* **What you need to do**
Report how many lines in the records below hold the word "black". Add nothing to the number.

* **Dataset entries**

----------

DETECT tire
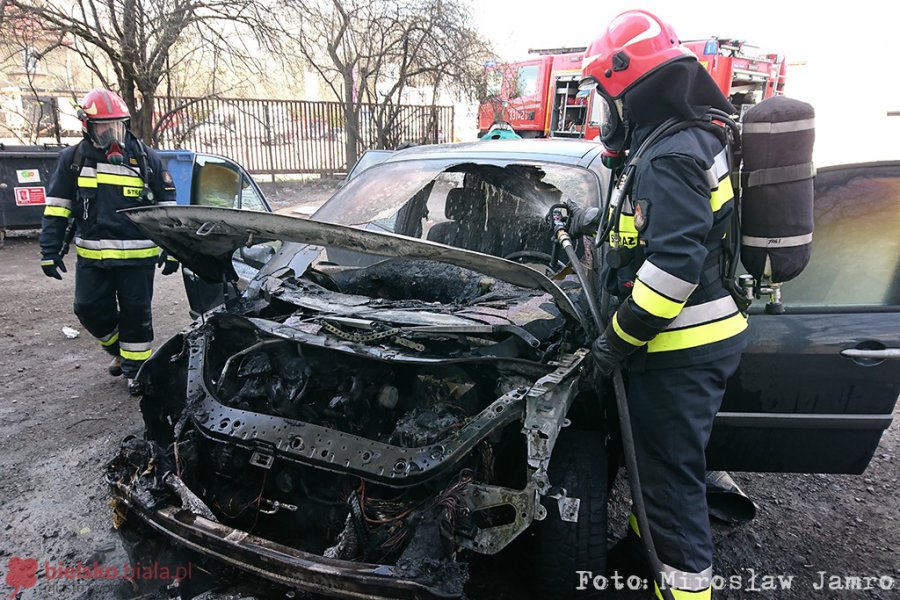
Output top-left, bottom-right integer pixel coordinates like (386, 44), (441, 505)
(531, 429), (608, 599)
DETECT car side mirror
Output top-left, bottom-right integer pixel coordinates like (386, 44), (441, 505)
(240, 243), (276, 269)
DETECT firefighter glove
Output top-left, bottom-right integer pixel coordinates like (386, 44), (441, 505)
(41, 256), (67, 280)
(591, 334), (626, 377)
(158, 251), (179, 276)
(565, 205), (601, 238)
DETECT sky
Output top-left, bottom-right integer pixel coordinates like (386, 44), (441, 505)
(468, 0), (900, 164)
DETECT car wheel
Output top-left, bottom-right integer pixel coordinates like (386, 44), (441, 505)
(532, 429), (608, 599)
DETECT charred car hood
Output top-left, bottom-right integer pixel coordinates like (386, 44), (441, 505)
(123, 206), (583, 322)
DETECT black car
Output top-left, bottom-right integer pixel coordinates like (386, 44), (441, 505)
(106, 140), (900, 599)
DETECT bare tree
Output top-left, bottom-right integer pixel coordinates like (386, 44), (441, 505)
(284, 0), (491, 168)
(3, 0), (276, 144)
(0, 11), (67, 143)
(363, 0), (492, 149)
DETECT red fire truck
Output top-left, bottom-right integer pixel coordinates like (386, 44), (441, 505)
(477, 39), (786, 140)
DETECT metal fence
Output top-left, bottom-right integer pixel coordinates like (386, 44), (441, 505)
(154, 96), (454, 175)
(0, 92), (454, 175)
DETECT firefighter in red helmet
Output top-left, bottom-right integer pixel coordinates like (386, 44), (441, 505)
(39, 88), (178, 395)
(568, 10), (748, 599)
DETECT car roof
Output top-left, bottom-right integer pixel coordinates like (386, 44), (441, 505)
(382, 138), (605, 166)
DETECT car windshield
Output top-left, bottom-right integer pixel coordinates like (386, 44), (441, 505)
(312, 158), (600, 261)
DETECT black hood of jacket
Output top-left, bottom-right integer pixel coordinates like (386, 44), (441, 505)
(623, 58), (734, 128)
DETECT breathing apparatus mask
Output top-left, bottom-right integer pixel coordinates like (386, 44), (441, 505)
(580, 78), (631, 154)
(90, 120), (126, 150)
(598, 95), (630, 153)
(88, 119), (127, 164)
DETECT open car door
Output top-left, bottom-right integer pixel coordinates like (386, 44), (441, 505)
(709, 162), (900, 474)
(161, 152), (276, 317)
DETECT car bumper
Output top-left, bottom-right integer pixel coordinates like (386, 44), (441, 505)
(112, 489), (464, 600)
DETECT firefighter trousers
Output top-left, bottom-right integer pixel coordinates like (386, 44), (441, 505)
(73, 263), (155, 378)
(626, 350), (743, 595)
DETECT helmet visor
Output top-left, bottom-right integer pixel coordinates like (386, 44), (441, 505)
(89, 120), (126, 149)
(599, 96), (623, 140)
(597, 94), (630, 152)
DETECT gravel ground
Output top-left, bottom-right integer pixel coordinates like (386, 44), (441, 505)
(256, 178), (341, 215)
(0, 230), (897, 600)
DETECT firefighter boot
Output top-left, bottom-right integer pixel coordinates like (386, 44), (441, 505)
(108, 355), (123, 377)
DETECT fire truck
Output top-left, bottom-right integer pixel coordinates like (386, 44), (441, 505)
(477, 39), (786, 140)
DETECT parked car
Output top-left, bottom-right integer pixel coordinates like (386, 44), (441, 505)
(107, 140), (900, 599)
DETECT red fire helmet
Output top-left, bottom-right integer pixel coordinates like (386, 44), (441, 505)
(77, 88), (130, 132)
(580, 10), (695, 99)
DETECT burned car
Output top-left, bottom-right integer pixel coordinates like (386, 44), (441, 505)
(107, 141), (900, 599)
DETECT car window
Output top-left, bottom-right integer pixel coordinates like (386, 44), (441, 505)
(240, 177), (267, 211)
(193, 157), (238, 208)
(780, 172), (900, 307)
(316, 161), (599, 262)
(513, 65), (539, 98)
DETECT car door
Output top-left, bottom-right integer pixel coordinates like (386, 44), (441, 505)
(503, 60), (545, 133)
(708, 162), (900, 474)
(174, 154), (277, 317)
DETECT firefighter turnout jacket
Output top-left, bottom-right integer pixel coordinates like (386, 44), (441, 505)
(39, 134), (176, 265)
(604, 123), (748, 369)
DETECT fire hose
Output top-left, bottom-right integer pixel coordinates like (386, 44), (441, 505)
(548, 204), (677, 600)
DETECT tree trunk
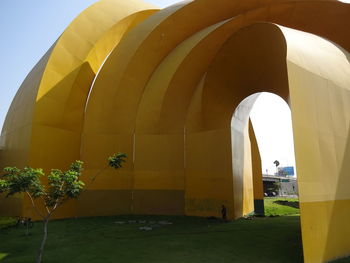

----------

* **The answer**
2